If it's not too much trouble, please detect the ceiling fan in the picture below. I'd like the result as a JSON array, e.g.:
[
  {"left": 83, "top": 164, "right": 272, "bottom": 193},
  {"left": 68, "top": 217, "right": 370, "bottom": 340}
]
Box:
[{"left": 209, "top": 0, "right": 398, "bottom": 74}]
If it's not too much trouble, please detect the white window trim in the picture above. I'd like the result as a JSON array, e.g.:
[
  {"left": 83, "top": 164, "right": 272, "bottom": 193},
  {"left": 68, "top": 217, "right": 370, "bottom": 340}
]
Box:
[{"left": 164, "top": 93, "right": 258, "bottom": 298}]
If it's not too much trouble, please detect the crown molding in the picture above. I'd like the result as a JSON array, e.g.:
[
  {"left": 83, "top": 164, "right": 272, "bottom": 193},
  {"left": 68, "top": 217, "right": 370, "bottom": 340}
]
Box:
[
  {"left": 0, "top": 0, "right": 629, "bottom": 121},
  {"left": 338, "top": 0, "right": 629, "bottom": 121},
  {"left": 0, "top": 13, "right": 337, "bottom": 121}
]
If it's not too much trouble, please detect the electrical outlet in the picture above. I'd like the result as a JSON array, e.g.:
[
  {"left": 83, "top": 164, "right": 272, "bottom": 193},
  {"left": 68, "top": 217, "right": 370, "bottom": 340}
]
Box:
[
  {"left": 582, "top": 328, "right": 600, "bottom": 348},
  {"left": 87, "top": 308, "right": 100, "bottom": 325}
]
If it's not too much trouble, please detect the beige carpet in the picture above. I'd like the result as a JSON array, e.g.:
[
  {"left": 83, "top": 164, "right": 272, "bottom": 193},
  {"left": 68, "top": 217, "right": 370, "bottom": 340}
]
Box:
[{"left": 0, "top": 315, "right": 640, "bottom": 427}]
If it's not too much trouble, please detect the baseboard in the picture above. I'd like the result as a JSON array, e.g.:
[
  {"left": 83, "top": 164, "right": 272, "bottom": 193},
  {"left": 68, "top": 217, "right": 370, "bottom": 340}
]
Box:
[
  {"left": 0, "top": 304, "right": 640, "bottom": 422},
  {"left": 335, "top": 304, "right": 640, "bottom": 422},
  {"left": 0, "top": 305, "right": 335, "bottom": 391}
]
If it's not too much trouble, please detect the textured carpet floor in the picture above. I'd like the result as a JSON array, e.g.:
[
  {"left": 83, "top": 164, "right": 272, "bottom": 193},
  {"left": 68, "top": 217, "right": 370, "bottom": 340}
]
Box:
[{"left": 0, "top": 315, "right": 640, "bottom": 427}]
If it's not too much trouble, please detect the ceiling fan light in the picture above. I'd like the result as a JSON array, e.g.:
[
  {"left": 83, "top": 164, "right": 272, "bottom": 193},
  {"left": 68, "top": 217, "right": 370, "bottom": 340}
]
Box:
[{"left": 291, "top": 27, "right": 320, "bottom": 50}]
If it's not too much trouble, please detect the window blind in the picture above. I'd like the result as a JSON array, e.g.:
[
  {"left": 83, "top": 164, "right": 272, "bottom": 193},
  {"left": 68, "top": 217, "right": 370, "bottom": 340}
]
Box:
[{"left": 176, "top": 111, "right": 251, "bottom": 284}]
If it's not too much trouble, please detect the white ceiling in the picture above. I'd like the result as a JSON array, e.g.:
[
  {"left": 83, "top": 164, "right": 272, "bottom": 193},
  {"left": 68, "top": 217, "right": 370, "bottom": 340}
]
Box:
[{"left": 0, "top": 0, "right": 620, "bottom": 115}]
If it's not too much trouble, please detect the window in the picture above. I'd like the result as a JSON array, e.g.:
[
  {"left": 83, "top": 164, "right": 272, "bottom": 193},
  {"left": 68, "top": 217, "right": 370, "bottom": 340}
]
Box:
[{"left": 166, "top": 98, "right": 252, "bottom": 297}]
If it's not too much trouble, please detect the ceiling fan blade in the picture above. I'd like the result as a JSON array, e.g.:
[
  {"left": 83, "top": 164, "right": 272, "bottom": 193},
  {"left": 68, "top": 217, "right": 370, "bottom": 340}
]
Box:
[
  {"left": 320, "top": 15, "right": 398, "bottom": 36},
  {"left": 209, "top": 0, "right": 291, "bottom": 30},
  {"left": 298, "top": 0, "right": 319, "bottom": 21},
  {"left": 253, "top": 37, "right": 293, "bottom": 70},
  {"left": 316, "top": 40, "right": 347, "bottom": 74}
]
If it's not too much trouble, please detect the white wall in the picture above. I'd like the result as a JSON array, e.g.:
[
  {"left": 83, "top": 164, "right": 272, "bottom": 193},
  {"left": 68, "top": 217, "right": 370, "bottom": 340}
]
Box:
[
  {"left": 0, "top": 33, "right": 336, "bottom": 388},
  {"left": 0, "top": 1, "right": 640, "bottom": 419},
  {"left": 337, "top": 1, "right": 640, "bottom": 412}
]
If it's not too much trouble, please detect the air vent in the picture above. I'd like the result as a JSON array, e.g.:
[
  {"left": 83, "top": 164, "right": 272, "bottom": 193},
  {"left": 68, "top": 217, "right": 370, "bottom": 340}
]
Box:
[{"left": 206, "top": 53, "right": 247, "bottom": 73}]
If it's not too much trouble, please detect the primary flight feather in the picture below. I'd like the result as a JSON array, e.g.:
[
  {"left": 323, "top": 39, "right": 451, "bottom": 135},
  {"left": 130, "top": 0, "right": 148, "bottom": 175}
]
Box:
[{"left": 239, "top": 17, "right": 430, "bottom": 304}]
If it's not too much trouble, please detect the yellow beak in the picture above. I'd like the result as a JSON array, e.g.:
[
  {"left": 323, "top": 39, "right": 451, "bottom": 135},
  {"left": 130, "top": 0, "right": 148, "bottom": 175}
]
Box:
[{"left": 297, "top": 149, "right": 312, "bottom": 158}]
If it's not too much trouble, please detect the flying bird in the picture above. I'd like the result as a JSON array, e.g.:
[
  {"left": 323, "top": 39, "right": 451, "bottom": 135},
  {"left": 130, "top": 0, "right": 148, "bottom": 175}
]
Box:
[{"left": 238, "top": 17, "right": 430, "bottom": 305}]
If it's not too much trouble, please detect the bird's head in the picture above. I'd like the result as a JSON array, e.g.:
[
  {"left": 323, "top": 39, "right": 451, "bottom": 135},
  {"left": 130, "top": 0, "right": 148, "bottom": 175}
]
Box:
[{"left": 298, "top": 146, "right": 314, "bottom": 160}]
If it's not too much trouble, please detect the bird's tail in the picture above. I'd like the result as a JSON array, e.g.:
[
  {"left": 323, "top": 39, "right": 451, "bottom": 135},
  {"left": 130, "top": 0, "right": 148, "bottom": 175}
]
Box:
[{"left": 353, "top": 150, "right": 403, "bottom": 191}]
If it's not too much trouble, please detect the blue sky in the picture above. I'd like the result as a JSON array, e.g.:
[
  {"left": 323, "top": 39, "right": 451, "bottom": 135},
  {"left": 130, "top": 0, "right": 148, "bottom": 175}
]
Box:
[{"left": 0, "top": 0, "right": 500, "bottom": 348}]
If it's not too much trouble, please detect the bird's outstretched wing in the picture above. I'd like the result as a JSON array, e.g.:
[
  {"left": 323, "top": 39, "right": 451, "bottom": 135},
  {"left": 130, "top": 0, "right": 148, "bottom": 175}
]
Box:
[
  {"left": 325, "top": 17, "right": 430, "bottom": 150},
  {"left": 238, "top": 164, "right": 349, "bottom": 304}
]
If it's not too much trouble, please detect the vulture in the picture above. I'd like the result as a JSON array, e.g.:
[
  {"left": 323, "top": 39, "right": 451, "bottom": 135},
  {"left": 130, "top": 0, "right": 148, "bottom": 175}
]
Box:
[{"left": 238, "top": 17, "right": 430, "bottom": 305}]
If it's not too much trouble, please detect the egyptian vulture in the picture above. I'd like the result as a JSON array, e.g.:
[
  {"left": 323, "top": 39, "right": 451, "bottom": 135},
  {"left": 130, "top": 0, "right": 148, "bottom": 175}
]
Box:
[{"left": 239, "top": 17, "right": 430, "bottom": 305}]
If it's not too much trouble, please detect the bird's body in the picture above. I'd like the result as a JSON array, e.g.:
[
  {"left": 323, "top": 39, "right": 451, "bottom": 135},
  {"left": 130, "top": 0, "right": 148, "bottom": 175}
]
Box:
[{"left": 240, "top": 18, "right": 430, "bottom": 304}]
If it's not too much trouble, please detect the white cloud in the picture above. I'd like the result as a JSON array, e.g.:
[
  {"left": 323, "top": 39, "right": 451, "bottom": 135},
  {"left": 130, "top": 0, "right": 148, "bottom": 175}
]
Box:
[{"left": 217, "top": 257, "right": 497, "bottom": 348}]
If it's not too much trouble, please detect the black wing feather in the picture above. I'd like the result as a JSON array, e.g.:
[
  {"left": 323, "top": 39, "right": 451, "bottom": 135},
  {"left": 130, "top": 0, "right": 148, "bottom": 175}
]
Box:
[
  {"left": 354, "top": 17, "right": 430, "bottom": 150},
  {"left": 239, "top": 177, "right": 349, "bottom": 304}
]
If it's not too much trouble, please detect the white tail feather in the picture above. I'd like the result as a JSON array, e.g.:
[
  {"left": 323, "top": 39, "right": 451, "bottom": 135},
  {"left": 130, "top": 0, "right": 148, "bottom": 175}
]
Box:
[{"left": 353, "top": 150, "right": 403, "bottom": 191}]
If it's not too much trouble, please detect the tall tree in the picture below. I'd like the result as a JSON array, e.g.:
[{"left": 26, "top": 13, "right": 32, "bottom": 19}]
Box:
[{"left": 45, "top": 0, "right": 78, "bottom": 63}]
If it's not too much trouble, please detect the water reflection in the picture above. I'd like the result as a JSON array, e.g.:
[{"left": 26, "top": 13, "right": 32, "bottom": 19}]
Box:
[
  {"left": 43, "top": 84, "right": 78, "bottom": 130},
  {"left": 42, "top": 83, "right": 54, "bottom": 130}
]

-=-=-

» EXERCISE DIRECTIONS: Each line from the one containing "If it's not too much trouble, please detect the white tail" to the end of the listing above should be copied exactly, and nothing else.

» FULL OUTPUT:
If it's not too much trouble, please detect the white tail feather in the picture above. I'd like the result as a JSON array, e.g.:
[
  {"left": 323, "top": 39, "right": 451, "bottom": 135},
  {"left": 130, "top": 0, "right": 148, "bottom": 175}
]
Box:
[{"left": 353, "top": 150, "right": 403, "bottom": 191}]
If it's not too much trouble, please detect the tall tree in the picture below. I'd like the result as a JSON array, e.g.:
[{"left": 26, "top": 13, "right": 32, "bottom": 19}]
Box:
[{"left": 45, "top": 0, "right": 78, "bottom": 63}]
If it's not too much trouble, please detect the water reflection in the picture above. I'd like the result as a JSON array, e.g.:
[{"left": 26, "top": 13, "right": 32, "bottom": 19}]
Box:
[
  {"left": 43, "top": 84, "right": 78, "bottom": 130},
  {"left": 42, "top": 83, "right": 54, "bottom": 130}
]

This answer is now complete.